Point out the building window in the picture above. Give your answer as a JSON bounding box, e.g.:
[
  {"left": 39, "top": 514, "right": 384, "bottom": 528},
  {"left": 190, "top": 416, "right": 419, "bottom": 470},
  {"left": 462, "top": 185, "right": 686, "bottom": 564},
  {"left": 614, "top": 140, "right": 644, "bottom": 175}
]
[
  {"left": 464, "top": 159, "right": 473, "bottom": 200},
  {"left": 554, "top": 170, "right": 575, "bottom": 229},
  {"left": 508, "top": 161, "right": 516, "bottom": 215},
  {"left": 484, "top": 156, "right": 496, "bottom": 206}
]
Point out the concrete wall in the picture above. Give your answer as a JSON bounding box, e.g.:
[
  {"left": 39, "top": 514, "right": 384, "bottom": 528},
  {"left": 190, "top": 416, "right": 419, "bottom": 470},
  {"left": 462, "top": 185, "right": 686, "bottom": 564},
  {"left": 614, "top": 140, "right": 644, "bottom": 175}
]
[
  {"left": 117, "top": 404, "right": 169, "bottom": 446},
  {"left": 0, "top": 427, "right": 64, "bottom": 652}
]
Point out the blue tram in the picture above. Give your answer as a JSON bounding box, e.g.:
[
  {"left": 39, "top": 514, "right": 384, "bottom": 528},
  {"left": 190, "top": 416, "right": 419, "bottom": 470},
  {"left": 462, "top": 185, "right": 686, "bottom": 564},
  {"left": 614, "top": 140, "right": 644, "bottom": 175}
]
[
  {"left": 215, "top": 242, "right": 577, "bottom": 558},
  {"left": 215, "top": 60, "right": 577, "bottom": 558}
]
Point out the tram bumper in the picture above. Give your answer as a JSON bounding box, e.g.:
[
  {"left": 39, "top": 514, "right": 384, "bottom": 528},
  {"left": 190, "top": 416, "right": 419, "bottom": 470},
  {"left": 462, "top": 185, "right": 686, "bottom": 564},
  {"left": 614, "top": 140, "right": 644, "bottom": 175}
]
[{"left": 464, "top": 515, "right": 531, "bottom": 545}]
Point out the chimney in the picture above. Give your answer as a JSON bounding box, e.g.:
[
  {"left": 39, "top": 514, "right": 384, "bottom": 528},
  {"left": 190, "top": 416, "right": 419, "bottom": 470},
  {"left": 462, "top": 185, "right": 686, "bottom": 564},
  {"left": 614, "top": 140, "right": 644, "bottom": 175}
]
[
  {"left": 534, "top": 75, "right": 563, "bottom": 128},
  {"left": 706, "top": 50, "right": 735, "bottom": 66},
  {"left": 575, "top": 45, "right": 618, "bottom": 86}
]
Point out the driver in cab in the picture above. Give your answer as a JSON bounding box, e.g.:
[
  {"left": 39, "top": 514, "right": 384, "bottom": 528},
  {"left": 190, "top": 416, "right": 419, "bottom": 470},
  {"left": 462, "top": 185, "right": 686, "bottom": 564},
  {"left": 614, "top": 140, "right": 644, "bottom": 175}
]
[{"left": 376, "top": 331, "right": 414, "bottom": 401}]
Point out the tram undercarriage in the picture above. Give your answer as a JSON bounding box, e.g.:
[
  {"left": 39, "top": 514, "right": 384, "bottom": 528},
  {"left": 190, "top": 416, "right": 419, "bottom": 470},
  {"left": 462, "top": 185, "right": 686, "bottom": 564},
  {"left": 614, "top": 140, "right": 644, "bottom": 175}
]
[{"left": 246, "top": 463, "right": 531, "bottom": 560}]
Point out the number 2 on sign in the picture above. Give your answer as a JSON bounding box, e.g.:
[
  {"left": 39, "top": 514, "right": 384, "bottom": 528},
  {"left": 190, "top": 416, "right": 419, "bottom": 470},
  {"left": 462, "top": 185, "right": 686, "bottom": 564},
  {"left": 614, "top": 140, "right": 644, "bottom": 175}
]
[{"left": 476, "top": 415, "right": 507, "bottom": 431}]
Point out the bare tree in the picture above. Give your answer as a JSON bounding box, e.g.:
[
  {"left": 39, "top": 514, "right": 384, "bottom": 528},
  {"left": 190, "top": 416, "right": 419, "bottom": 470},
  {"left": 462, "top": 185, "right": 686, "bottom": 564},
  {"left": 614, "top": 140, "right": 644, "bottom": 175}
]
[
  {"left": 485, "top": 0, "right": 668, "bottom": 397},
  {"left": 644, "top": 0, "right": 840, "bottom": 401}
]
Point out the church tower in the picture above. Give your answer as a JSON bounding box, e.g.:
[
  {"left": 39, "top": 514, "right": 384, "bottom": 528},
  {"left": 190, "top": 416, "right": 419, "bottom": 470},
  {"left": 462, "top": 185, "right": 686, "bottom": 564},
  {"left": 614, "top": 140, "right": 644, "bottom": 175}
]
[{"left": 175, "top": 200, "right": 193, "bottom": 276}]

------------------------------------------------------------

**Task description**: Write out the listing again, replacing every "Point out" with "Locate" and leaving everything else unchanged.

**The response**:
Locate the building window in the picture above. Give your answer as a JSON bounding box, e.g.:
[
  {"left": 39, "top": 514, "right": 384, "bottom": 528},
  {"left": 190, "top": 416, "right": 419, "bottom": 470},
  {"left": 462, "top": 185, "right": 686, "bottom": 564},
  {"left": 614, "top": 140, "right": 644, "bottom": 175}
]
[
  {"left": 464, "top": 159, "right": 473, "bottom": 200},
  {"left": 554, "top": 170, "right": 575, "bottom": 229},
  {"left": 508, "top": 161, "right": 516, "bottom": 215},
  {"left": 484, "top": 156, "right": 496, "bottom": 206}
]
Locate the concrete wall in the picture above. Give your answer as a JSON bounding box, e.g.:
[
  {"left": 39, "top": 514, "right": 384, "bottom": 528},
  {"left": 190, "top": 416, "right": 419, "bottom": 470},
  {"left": 462, "top": 185, "right": 686, "bottom": 564},
  {"left": 614, "top": 140, "right": 644, "bottom": 175}
]
[
  {"left": 117, "top": 404, "right": 169, "bottom": 446},
  {"left": 0, "top": 427, "right": 64, "bottom": 652}
]
Locate the blue tram in the picture above. Give your answer as a JSON bounding box, e.g.:
[
  {"left": 39, "top": 514, "right": 384, "bottom": 528},
  {"left": 190, "top": 416, "right": 419, "bottom": 470},
  {"left": 462, "top": 185, "right": 686, "bottom": 564},
  {"left": 614, "top": 140, "right": 644, "bottom": 175}
]
[
  {"left": 215, "top": 242, "right": 577, "bottom": 558},
  {"left": 215, "top": 60, "right": 577, "bottom": 558}
]
Locate the tram bumper in the picture above. Give your answer as a JSON bounding box, e.g.:
[
  {"left": 39, "top": 514, "right": 384, "bottom": 528},
  {"left": 190, "top": 416, "right": 419, "bottom": 470},
  {"left": 462, "top": 185, "right": 686, "bottom": 564},
  {"left": 614, "top": 140, "right": 644, "bottom": 175}
]
[{"left": 464, "top": 515, "right": 531, "bottom": 545}]
Locate the chimney in the picture above. Give your answer as a JSON bounding box, e.g.:
[
  {"left": 39, "top": 514, "right": 384, "bottom": 528},
  {"left": 190, "top": 416, "right": 419, "bottom": 470},
  {"left": 462, "top": 185, "right": 686, "bottom": 564},
  {"left": 614, "top": 140, "right": 644, "bottom": 175}
]
[
  {"left": 534, "top": 75, "right": 563, "bottom": 128},
  {"left": 706, "top": 50, "right": 735, "bottom": 66},
  {"left": 575, "top": 45, "right": 618, "bottom": 86}
]
Locate the driver in cab in the picture above. Give your answer as a JSON bounding box, e.g.:
[
  {"left": 39, "top": 514, "right": 384, "bottom": 528},
  {"left": 190, "top": 416, "right": 419, "bottom": 470},
  {"left": 462, "top": 185, "right": 686, "bottom": 564},
  {"left": 614, "top": 140, "right": 644, "bottom": 175}
]
[{"left": 376, "top": 331, "right": 414, "bottom": 401}]
Locate the tram undercarriage in the picture above. Give your answer as a JSON bounding box, e.g.:
[
  {"left": 39, "top": 514, "right": 384, "bottom": 528},
  {"left": 190, "top": 416, "right": 419, "bottom": 470},
  {"left": 462, "top": 185, "right": 686, "bottom": 564},
  {"left": 614, "top": 140, "right": 644, "bottom": 175}
]
[{"left": 246, "top": 463, "right": 531, "bottom": 560}]
Locate the number 2 on sign in the picture above. Give your answer as a JSON bounding box, e.g.:
[
  {"left": 39, "top": 514, "right": 384, "bottom": 528},
  {"left": 190, "top": 416, "right": 419, "bottom": 470},
  {"left": 462, "top": 185, "right": 686, "bottom": 564},
  {"left": 614, "top": 140, "right": 644, "bottom": 175}
]
[{"left": 476, "top": 415, "right": 507, "bottom": 431}]
Locate the bare tree in the picture above. Give your answer as a JSON bounding box, e.g.:
[
  {"left": 39, "top": 514, "right": 384, "bottom": 528},
  {"left": 190, "top": 416, "right": 419, "bottom": 470},
  {"left": 462, "top": 185, "right": 686, "bottom": 564},
  {"left": 614, "top": 140, "right": 644, "bottom": 175}
]
[
  {"left": 485, "top": 0, "right": 668, "bottom": 397},
  {"left": 644, "top": 0, "right": 840, "bottom": 401}
]
Locate the church tower in the picture above. Give your answer as a JSON bounding box, e.g.:
[
  {"left": 39, "top": 514, "right": 384, "bottom": 528},
  {"left": 190, "top": 416, "right": 419, "bottom": 470},
  {"left": 462, "top": 185, "right": 686, "bottom": 564},
  {"left": 614, "top": 140, "right": 644, "bottom": 175}
]
[{"left": 175, "top": 200, "right": 193, "bottom": 276}]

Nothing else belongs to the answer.